··· Passage provided ···

Bush Dismisses Iranian Offer of Negotiations as Meaningless Ploy

This article is from the archive of The New York Sun before the launch of its new website in 2022. The Sun has neither altered nor updated such articles but will seek to correct any errors, mis-categorizations or other problems introduced during transfer.

The New York Sun

UNITED NATIONS – Bush administration officials quickly dismissed an Iranian attempt to start negotiations with America before foreign ministers of the top world powers met in New York last night to discuss the mullahs’ failure to comply by their demands.

The Iranian negotiation offer came in a form of an 18-page letter to President Bush from President Ahmadinejad that was leaked to Tehran-based news agencies yesterday before it made its way to the White House.

Secretary of State Rice, who last night had a working dinner at the Waldorf-Astoria with foreign ministers from Russia, China, Britain, France, and Germany, said the letter “isn’t addressing the issues that we’re dealing with in a concrete way.”

···

◆ **Problem A**
In the article on the Bush administration's dismissal of the Iranian negotiation offer, how many pages long was the letter that President Ahmadinejad sent to President Bush?
◆ **Problem B**
Carry on the article about the Bush administration dismissing Iran's negotiation offer, picking up right after its final sentence.

··· Recorded data ···

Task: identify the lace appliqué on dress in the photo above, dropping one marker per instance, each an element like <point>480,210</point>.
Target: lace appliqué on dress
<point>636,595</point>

···

◆ **Response A**
18 pages

◆ **Response B**
Iranian state radio, quoting Foreign Ministry spokesman Hamid Reza Asefi, said the letter was delivered to the Swiss embassy in Tehran yesterday, which represents American interests.

The American ambassador to the United Nations, John Bolton, said he was not surprised. “The Iranians are always interested in talking right before somebody puts the squeeze on them,” he told reporters yesterday. “Once the squeeze lets up a little bit, back they go to enrichment, back they go to perfecting their conversion technology, back they go to the pursuit of nuclear weapons.”

The White House was as dismissive. “It doesn’t appear to do anything to address the concerns of the international community,” outgoing spokesman Scott McClellan said.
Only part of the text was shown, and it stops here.